# Requirement:
Could you copy every line of the data that contains the word "target"?

# Recorded information:
═══
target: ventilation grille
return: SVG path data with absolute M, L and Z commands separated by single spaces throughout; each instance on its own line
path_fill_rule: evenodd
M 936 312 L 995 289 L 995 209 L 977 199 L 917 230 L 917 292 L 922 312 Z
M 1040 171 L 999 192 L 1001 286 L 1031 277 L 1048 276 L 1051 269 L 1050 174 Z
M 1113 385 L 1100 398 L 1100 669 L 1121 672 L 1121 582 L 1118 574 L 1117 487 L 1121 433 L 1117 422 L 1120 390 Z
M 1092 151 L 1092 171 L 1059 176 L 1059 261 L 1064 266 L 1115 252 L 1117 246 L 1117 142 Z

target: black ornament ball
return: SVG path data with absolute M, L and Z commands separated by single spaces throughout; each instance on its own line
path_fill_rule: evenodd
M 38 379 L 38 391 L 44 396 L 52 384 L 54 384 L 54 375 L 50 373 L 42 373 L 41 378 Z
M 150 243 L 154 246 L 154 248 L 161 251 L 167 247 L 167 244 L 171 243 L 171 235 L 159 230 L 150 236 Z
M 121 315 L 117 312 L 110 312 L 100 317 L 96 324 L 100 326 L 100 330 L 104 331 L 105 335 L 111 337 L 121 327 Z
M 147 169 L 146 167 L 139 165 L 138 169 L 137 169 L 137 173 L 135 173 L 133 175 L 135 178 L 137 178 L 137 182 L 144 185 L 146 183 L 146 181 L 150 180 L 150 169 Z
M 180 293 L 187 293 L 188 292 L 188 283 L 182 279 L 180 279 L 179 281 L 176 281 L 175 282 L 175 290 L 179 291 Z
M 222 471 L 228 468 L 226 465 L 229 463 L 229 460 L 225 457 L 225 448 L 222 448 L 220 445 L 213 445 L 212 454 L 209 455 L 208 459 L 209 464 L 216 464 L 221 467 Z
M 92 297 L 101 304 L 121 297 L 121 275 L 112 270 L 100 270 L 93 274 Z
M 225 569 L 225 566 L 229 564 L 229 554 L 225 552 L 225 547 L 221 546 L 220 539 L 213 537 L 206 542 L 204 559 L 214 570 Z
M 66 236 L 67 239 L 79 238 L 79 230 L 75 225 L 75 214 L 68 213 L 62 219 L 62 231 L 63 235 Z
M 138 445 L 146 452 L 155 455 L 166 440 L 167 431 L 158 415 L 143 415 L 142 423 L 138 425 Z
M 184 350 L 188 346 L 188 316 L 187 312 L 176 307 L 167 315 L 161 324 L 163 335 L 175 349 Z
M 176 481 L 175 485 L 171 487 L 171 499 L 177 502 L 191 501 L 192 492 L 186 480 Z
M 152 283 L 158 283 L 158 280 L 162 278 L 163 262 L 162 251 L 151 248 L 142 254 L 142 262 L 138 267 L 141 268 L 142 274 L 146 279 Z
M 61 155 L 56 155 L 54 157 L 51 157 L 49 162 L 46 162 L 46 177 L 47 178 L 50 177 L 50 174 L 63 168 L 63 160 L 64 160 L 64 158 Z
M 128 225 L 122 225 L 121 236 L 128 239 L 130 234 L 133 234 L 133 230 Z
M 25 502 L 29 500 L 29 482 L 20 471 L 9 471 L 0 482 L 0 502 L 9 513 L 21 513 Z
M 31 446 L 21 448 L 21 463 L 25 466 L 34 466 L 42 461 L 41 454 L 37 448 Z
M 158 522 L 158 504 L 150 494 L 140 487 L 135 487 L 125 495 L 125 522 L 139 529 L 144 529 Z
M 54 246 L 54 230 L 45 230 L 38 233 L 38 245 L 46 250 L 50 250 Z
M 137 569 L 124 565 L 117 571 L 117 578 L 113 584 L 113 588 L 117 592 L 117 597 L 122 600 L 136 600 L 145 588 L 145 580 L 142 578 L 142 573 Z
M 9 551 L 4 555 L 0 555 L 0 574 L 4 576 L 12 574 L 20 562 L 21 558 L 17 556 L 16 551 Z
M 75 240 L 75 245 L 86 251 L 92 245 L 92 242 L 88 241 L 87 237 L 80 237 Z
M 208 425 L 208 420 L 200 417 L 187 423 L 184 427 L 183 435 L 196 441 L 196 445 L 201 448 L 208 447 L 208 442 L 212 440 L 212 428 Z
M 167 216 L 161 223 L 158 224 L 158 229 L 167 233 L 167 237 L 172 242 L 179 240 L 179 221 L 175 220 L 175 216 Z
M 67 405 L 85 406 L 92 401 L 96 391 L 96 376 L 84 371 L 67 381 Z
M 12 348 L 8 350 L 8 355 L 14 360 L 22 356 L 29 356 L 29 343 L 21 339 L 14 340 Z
═══
# Worked solution:
target: ventilation grille
target: black ornament ball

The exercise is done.